WORK TO BE COMPLETED → Count the lines in the listing below that contain the word "pendant" and reply with that number alone.

ENTRIES PROVIDED →
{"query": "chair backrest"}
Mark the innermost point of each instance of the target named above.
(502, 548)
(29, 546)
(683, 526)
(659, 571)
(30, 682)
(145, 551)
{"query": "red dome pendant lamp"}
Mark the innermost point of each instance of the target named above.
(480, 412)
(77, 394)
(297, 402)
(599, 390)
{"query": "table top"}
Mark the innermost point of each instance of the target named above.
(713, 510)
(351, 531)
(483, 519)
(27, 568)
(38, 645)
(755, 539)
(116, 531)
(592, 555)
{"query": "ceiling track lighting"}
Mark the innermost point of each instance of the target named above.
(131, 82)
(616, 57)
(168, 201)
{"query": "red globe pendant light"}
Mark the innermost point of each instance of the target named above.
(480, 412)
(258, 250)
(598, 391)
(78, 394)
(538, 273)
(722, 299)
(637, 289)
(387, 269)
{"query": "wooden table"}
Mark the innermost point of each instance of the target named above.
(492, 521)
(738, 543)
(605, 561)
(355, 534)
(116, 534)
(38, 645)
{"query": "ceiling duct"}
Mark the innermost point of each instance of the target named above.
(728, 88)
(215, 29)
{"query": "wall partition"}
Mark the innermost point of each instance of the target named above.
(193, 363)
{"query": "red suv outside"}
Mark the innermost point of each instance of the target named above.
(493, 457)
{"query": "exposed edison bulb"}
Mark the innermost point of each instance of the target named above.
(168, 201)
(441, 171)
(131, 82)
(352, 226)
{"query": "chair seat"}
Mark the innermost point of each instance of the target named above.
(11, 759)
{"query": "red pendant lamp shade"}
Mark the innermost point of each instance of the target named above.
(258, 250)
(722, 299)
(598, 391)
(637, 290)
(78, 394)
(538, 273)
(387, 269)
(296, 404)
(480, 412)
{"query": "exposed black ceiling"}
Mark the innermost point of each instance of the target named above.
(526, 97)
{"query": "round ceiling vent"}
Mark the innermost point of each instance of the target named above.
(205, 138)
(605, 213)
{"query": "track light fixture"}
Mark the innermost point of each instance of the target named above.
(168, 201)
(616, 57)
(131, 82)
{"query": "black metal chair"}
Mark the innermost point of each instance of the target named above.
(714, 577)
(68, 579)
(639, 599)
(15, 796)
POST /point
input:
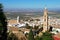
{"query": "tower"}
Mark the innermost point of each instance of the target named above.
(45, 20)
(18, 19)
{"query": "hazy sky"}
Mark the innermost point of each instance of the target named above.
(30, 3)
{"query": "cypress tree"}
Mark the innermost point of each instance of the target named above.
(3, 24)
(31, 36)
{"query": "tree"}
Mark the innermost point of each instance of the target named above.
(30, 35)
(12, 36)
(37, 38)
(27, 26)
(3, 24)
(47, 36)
---
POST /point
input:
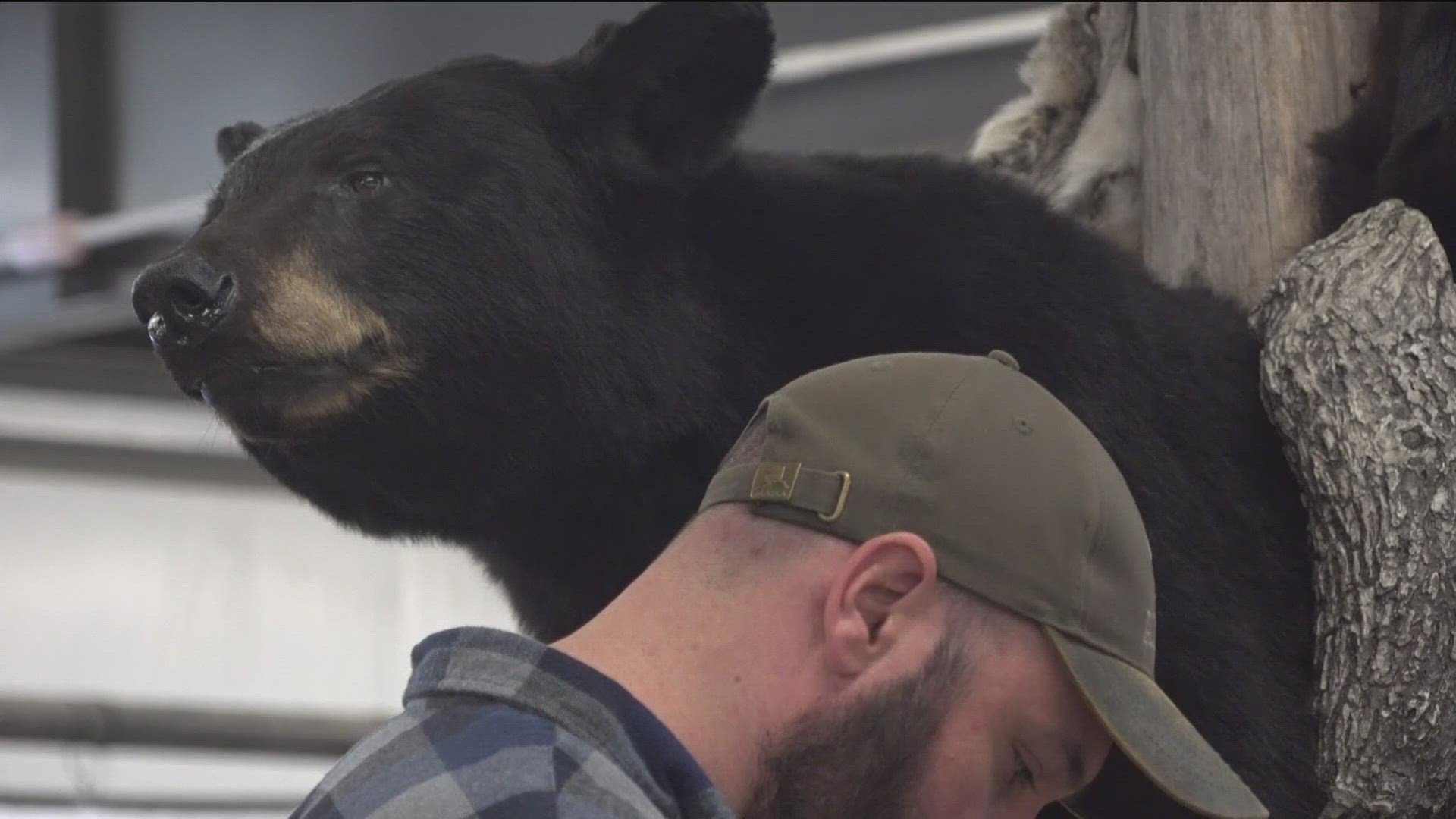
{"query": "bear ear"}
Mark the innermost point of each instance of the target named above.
==
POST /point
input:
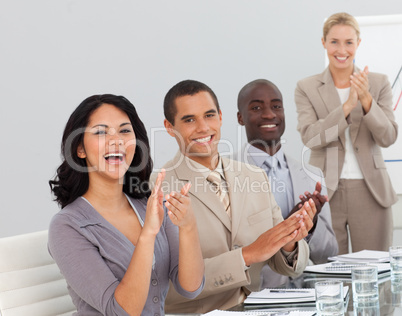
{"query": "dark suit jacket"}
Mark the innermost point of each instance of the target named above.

TASK OUTPUT → 3